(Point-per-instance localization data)
******************************

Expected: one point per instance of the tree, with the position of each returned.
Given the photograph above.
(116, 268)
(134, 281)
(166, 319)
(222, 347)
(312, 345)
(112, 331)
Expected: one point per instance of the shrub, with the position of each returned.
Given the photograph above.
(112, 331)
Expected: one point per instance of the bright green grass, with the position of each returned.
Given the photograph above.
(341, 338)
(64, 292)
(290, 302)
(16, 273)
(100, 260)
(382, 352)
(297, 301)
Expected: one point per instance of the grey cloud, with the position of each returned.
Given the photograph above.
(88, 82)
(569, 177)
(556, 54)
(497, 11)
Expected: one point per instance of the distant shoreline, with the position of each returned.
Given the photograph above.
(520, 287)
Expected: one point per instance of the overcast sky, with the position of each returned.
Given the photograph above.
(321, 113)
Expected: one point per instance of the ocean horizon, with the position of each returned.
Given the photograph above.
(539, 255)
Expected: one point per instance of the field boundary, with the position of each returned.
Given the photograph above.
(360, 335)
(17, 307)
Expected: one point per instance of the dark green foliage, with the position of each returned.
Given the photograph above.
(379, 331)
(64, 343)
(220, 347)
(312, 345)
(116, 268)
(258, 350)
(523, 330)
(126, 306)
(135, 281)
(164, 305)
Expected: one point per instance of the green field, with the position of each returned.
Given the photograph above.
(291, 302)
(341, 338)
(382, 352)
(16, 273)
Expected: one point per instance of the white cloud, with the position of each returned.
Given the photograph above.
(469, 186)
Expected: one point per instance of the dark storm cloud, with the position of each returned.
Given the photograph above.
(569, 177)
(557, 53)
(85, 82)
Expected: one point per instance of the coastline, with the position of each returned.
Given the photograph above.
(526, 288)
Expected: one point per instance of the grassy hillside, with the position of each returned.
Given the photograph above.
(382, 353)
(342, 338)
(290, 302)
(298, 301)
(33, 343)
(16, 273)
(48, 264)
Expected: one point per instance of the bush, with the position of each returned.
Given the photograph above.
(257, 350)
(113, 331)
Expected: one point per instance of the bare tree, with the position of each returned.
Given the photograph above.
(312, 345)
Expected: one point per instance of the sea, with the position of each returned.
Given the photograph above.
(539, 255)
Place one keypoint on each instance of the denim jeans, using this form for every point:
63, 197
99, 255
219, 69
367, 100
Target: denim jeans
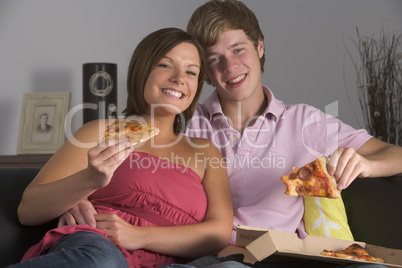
81, 249
234, 261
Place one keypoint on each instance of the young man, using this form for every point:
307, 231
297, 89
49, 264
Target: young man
260, 137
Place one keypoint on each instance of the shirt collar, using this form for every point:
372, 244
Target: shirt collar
275, 106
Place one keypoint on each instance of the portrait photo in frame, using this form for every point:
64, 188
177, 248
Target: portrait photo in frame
42, 122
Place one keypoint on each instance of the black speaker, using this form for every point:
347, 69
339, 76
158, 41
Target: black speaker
99, 91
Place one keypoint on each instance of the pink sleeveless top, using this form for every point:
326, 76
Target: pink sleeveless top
145, 191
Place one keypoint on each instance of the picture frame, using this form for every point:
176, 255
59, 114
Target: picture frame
42, 122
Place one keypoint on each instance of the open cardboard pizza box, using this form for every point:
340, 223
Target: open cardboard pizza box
258, 244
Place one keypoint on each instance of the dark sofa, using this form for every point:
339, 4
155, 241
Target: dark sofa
374, 208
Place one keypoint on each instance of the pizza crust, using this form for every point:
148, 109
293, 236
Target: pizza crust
312, 179
133, 131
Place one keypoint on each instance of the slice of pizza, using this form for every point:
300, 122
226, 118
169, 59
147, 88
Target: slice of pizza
133, 131
312, 179
352, 252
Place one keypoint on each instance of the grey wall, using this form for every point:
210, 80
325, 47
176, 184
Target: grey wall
43, 44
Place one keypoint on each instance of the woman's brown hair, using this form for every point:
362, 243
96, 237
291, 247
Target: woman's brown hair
145, 57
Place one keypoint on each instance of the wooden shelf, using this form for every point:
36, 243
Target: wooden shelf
24, 160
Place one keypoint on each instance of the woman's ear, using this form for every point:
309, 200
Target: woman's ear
260, 48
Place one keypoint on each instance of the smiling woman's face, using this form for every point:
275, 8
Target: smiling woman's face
174, 80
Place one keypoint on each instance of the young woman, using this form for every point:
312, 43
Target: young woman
165, 200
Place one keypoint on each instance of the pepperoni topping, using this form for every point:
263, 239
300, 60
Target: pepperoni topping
305, 174
303, 190
292, 176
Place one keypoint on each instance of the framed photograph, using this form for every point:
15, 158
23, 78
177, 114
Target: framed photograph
42, 122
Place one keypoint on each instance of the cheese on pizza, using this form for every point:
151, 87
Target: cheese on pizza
353, 252
312, 179
133, 131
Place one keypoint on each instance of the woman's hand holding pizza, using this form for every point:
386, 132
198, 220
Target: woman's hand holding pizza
104, 159
346, 164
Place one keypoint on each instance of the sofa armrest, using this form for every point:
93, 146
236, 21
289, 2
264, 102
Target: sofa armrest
374, 209
16, 238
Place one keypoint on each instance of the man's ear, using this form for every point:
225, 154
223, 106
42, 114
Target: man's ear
260, 48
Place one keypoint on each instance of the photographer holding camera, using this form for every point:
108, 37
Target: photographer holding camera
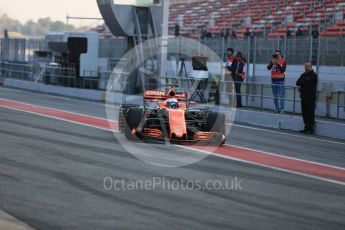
237, 73
277, 66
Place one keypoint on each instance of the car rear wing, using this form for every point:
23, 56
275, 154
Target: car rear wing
162, 95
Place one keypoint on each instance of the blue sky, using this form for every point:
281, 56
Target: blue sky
24, 10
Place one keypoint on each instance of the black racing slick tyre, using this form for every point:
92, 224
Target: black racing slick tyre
123, 116
133, 118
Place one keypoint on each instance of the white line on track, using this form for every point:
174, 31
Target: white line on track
202, 151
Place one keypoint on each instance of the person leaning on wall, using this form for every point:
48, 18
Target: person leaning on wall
307, 85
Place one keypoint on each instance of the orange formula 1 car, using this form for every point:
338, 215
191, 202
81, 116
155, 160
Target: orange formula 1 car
167, 116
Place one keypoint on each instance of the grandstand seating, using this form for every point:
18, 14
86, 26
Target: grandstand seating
272, 18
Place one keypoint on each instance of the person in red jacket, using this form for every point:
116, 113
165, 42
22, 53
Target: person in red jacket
277, 66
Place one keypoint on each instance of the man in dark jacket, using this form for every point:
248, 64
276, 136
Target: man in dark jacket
237, 74
307, 84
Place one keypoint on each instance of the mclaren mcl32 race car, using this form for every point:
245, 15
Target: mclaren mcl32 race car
169, 116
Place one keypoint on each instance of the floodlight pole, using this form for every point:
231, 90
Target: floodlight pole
164, 41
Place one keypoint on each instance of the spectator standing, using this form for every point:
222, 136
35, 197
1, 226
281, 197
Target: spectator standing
277, 66
236, 71
228, 62
307, 84
298, 32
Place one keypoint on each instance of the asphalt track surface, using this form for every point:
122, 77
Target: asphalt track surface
52, 177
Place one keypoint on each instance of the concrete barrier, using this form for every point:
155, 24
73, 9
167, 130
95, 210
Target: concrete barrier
328, 128
95, 95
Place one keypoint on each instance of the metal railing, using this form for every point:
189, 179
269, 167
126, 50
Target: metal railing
339, 104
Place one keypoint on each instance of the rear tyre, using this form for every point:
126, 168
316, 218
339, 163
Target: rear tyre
134, 116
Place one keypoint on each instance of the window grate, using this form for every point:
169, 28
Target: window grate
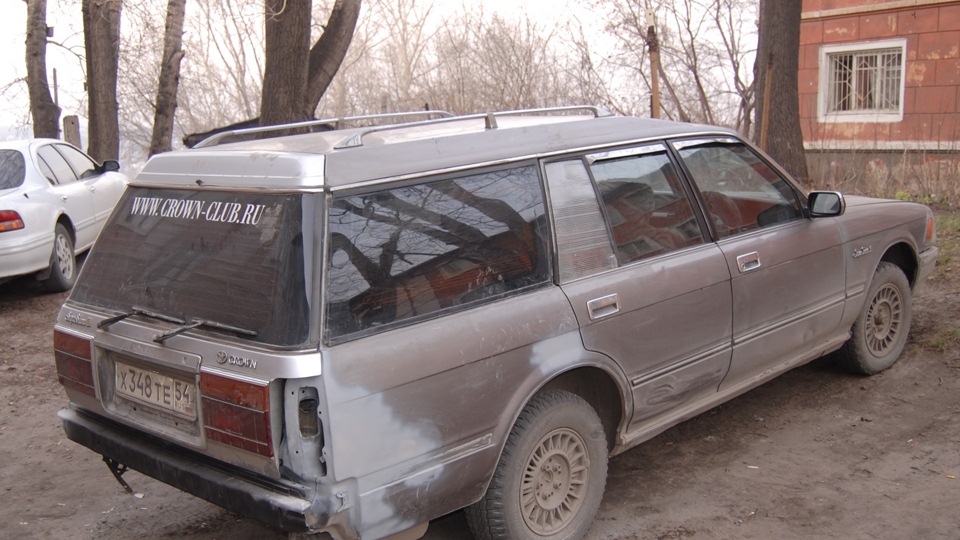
865, 81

******************************

» **THE TASK**
Begin at the top of the records above and quote each line exactly, ending with the line that contains "Expected: one point per instance of the shrub, with".

» **WRITTEN SOLUTION**
Expected: one point per instance of the tree, with the position of each returned.
Given the photograph above.
(116, 268)
(134, 281)
(166, 319)
(222, 347)
(312, 345)
(112, 331)
Expected: one point per instance of the shrub, with the position of each returned.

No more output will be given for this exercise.